* [Description of the task] From the listing below, output only the lines starting at the line that has "Every instance of the white metal" and ending at the line that has "Target: chandelier light bulb", exactly as they appear, ends included.

══ Material for this exercise ══

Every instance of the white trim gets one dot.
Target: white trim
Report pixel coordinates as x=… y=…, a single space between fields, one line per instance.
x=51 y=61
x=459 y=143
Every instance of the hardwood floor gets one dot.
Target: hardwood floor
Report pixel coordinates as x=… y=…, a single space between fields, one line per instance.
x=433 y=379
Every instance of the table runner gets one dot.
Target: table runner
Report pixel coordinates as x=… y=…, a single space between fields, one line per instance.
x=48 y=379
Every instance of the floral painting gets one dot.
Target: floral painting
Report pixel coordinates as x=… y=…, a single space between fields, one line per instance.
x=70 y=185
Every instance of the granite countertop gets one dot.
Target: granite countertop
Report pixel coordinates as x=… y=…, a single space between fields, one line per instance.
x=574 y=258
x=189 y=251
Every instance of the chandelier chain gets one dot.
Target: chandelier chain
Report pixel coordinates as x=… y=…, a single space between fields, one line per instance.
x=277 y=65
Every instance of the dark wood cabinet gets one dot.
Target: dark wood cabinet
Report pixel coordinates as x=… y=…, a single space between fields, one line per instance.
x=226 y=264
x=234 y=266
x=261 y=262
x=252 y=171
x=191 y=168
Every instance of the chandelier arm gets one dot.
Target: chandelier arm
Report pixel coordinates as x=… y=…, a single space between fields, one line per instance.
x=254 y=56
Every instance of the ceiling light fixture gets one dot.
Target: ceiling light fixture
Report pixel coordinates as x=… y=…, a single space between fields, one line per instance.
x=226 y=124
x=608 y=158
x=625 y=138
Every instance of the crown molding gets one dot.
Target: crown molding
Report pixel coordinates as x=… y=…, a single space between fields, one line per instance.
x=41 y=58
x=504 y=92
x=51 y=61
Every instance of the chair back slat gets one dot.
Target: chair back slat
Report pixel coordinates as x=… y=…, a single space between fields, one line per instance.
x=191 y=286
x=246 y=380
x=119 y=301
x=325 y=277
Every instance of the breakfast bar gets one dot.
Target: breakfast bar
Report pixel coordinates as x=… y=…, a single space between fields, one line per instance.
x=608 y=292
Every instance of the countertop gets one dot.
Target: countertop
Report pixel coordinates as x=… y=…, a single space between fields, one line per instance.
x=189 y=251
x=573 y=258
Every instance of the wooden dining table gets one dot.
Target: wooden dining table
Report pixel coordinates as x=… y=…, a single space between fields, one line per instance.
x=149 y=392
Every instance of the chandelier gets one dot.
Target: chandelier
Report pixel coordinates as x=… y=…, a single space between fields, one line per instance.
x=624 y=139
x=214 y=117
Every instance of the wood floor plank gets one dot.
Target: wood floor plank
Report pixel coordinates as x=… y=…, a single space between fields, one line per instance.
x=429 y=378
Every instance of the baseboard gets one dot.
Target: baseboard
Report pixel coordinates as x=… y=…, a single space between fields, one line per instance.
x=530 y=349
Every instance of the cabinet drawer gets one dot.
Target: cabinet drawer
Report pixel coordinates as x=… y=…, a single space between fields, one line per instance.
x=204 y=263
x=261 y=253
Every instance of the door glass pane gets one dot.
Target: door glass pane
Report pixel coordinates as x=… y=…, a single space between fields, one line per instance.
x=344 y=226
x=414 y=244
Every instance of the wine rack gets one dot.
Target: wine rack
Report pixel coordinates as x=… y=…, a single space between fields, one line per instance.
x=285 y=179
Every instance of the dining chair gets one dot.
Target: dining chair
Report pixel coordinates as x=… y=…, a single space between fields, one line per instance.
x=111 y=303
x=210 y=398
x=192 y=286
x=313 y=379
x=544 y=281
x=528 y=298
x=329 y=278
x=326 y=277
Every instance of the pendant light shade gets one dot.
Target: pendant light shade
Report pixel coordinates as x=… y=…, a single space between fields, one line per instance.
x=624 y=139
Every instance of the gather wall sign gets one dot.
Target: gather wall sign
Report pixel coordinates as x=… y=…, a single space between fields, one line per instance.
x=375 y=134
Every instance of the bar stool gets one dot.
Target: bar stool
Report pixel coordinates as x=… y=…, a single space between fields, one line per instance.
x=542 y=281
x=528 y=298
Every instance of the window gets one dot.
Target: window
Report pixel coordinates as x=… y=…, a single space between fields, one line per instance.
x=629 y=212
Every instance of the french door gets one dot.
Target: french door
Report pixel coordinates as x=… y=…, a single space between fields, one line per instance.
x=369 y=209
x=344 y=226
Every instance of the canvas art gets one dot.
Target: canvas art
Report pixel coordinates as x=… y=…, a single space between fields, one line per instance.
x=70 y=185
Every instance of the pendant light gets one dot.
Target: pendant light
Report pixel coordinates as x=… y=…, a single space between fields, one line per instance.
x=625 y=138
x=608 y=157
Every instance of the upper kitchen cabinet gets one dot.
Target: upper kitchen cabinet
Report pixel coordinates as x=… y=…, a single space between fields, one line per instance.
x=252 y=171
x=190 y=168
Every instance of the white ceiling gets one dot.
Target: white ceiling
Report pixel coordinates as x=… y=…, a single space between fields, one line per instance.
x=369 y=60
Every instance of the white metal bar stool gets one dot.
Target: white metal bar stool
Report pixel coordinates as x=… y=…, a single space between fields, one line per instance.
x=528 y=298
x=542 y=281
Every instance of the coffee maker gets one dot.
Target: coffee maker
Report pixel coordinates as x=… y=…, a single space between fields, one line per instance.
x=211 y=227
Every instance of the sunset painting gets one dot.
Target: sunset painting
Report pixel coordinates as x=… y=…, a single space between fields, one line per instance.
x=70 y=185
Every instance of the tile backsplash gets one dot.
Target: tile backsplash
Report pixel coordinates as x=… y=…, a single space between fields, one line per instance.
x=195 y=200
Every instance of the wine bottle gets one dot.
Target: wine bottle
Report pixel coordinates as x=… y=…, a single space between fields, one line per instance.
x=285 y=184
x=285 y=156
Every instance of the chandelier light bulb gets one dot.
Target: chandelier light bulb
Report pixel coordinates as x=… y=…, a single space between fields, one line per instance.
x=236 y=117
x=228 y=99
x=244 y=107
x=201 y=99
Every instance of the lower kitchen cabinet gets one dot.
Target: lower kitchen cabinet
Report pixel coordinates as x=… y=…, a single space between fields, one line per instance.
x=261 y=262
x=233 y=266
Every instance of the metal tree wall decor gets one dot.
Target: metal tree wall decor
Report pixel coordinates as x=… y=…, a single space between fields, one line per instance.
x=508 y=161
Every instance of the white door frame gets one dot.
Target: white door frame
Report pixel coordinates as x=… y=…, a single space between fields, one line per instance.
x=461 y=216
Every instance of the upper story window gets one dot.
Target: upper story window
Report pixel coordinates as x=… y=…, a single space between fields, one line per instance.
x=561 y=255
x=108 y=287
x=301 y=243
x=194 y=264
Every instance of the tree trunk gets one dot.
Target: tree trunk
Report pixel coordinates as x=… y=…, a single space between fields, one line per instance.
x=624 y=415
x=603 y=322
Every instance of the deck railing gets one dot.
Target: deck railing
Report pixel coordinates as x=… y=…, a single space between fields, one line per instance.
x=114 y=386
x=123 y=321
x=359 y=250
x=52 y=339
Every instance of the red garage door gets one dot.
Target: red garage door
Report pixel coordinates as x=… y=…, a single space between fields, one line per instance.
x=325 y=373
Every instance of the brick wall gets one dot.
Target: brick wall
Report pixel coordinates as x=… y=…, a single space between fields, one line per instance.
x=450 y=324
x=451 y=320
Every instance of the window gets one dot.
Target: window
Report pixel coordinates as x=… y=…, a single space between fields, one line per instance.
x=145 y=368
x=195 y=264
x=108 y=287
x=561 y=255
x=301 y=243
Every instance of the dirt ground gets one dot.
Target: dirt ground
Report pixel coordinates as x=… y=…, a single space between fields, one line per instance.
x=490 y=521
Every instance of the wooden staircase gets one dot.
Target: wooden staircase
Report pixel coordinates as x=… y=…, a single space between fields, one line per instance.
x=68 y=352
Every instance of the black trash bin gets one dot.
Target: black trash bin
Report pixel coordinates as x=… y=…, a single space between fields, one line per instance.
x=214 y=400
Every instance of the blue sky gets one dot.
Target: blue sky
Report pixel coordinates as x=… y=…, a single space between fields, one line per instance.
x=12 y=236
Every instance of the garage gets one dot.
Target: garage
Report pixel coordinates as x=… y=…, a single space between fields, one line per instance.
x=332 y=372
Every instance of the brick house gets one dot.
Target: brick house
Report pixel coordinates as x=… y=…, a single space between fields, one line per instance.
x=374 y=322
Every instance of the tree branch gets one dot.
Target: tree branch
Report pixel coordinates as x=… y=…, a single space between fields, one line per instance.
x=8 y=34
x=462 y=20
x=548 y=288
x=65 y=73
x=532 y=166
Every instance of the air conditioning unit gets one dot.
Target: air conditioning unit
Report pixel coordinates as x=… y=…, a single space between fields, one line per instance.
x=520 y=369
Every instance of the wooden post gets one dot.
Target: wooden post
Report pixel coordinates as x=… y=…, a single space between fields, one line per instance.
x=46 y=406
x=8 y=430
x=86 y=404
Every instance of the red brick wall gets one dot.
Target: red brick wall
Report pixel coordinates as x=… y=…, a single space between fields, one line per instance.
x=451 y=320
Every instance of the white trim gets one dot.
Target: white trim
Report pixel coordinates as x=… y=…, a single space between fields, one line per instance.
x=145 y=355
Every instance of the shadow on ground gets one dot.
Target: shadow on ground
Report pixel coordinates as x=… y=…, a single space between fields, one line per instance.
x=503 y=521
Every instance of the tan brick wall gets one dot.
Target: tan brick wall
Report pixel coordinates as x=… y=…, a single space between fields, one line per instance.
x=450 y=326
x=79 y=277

═══

* [Solution for this task]
Every instance of the white metal bar stool gets one dot.
Target: white metal bar stool
Report pixel coordinates as x=… y=…, a single space between fields, one line per instance.
x=528 y=298
x=542 y=281
Every instance of the coffee maker gets one dot.
Target: coffee maker
Report pixel coordinates as x=… y=…, a single space between fields, one line per instance.
x=211 y=227
Every instance of the sunset painting gets one dot.
Target: sunset painting
Report pixel coordinates as x=… y=…, a single space between fields, one line per instance.
x=70 y=185
Every instance of the tile backsplash gets one dot.
Target: tile backsplash
Report pixel coordinates as x=… y=…, a single space between fields, one line per instance.
x=195 y=200
Every instance of the wine bottle gets one dot.
Target: wine bottle
Report pixel coordinates as x=… y=…, a single space between fields, one line per instance.
x=285 y=184
x=285 y=156
Every instance of the chandelier light bulb gets one dot.
Target: chandelier light bulb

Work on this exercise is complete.